» **Information given**
________________________

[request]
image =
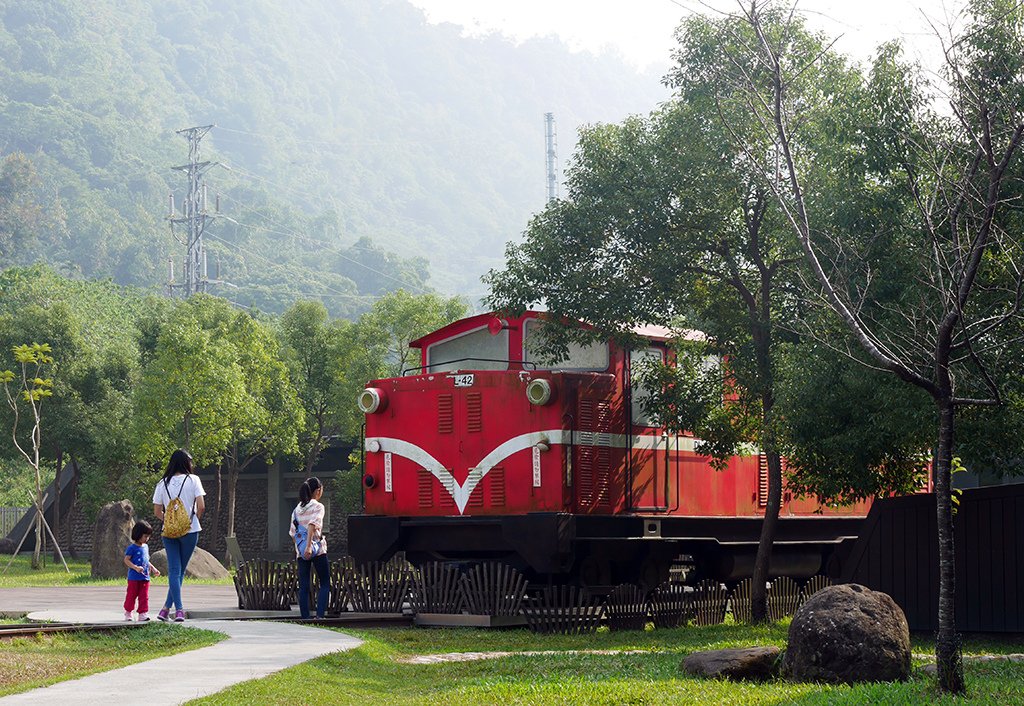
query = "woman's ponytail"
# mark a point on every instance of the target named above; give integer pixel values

________________________

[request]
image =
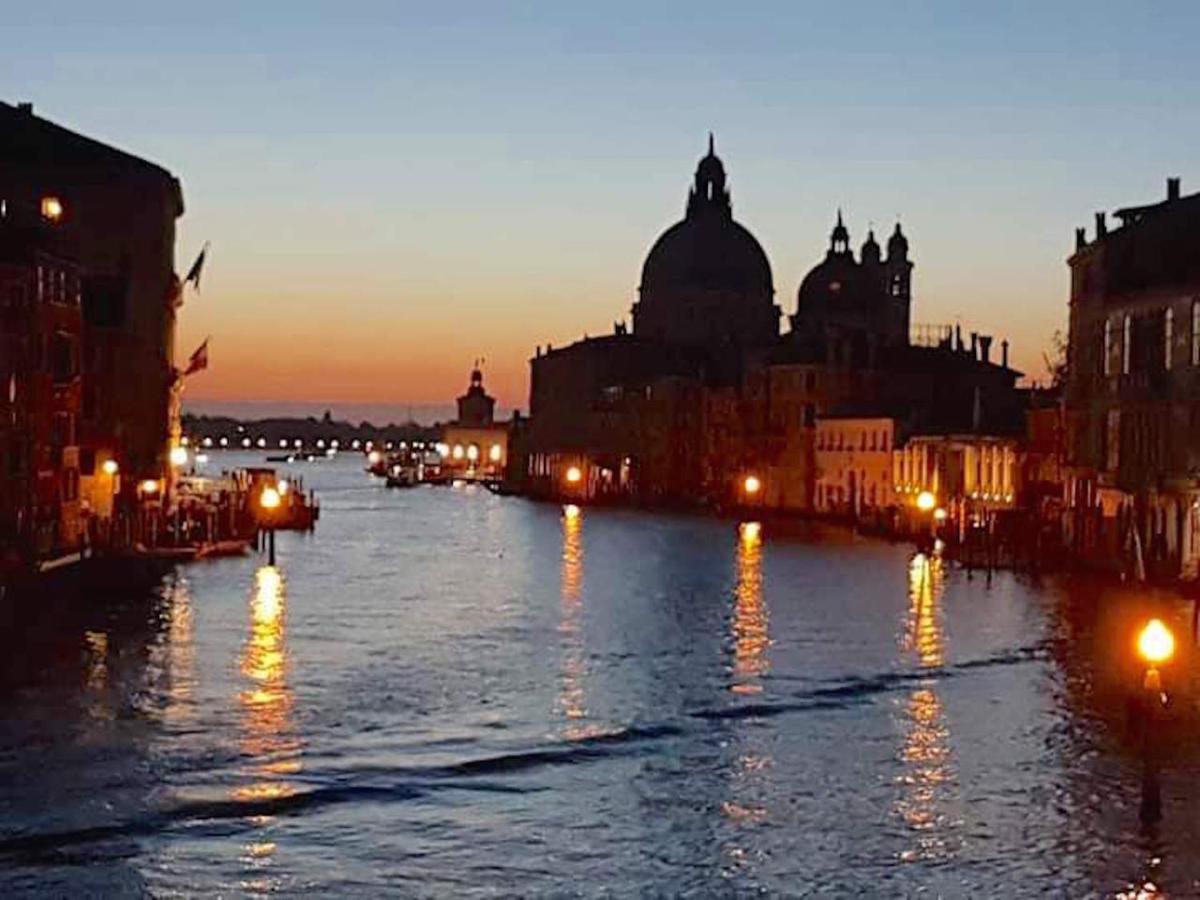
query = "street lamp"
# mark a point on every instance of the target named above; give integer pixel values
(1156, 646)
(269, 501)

________________________

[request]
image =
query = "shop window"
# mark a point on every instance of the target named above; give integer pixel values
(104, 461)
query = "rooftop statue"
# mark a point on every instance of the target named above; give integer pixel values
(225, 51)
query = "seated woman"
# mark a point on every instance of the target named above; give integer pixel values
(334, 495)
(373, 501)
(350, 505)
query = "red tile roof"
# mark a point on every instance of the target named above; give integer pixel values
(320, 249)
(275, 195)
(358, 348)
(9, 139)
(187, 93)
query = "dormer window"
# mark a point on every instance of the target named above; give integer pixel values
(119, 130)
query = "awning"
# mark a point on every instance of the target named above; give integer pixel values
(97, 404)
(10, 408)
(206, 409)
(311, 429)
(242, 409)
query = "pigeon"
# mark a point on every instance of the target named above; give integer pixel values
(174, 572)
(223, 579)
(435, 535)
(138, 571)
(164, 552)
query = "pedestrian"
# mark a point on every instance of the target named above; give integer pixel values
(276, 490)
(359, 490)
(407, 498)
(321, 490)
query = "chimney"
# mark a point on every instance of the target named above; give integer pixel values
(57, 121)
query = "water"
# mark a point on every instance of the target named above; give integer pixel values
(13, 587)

________________________

» **Problem details**
How many lines of the listing above contain the word "query"? Case counts. Reply with the number alone.

» **Result below**
12